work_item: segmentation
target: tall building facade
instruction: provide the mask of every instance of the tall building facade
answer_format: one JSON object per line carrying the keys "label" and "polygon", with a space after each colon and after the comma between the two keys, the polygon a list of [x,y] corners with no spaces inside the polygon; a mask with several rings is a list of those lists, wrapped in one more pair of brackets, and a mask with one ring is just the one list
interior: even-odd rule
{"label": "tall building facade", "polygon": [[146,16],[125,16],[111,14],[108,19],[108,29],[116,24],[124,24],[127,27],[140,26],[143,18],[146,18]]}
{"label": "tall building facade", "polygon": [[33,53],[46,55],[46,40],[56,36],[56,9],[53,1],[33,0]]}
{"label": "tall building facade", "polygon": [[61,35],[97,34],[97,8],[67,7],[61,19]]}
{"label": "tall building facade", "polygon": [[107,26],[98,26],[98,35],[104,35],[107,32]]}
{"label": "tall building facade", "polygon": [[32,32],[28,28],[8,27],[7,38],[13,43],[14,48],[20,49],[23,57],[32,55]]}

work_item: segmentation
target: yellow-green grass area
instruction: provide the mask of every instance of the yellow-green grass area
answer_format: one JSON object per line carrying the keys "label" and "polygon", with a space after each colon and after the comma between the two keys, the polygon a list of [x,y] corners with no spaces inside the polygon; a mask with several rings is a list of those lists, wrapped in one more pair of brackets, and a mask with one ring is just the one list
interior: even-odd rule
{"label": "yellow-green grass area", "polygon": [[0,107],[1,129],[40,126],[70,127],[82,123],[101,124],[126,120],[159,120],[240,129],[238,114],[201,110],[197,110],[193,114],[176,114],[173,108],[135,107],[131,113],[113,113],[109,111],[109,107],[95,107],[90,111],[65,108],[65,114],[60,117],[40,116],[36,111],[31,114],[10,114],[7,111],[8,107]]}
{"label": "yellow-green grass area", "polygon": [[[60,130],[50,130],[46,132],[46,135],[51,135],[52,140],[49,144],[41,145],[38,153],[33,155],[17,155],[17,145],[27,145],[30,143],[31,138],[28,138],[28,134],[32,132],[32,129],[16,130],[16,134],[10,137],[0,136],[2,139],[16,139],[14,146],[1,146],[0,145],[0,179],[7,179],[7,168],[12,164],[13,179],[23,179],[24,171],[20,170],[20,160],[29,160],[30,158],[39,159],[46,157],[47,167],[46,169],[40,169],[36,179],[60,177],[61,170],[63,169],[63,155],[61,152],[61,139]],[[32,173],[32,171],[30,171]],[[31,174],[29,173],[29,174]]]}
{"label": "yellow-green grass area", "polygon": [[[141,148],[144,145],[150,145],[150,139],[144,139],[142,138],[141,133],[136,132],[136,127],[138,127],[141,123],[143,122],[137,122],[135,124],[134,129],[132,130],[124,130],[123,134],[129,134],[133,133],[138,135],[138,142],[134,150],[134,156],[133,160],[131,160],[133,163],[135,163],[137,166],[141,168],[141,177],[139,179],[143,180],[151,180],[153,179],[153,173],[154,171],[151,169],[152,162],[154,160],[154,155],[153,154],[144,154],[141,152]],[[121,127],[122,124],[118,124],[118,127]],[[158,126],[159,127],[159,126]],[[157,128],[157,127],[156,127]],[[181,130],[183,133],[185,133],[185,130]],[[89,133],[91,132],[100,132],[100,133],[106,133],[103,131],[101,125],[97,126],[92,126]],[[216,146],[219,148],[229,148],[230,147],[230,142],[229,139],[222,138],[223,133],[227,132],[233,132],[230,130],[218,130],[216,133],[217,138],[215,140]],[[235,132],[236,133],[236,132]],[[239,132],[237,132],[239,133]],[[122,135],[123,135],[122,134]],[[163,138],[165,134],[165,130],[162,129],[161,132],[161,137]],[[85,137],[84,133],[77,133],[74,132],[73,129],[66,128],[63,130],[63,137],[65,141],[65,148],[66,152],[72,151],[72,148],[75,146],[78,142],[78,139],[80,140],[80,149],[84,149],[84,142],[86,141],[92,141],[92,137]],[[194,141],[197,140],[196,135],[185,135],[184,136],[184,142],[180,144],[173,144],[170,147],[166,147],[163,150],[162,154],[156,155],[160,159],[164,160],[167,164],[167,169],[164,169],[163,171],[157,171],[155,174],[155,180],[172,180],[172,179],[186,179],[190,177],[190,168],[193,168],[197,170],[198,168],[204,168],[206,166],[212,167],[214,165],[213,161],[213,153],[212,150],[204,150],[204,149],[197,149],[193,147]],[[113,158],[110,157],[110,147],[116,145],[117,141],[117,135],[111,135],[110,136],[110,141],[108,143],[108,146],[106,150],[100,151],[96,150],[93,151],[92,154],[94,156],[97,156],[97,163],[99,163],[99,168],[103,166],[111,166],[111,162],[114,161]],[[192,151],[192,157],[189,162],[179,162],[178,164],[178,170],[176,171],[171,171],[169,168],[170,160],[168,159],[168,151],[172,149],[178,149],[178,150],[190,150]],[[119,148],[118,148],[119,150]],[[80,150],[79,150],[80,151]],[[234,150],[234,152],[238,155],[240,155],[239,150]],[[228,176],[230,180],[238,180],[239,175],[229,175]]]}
━━━━━━
* [Exercise goal]: Show every line of the records that contains the string "tall". Case counts.

* [Answer to the problem]:
target: tall building facade
instruction: provide the mask of every instance of the tall building facade
{"label": "tall building facade", "polygon": [[146,16],[125,16],[111,14],[108,19],[108,29],[116,24],[124,24],[127,27],[140,26],[143,18],[146,18]]}
{"label": "tall building facade", "polygon": [[33,53],[46,55],[46,40],[56,36],[56,9],[53,1],[33,0]]}
{"label": "tall building facade", "polygon": [[61,35],[97,34],[97,8],[67,7],[61,19]]}
{"label": "tall building facade", "polygon": [[107,26],[98,26],[98,35],[104,35],[107,32]]}
{"label": "tall building facade", "polygon": [[32,32],[28,28],[8,27],[7,38],[13,43],[14,48],[20,49],[23,57],[32,55]]}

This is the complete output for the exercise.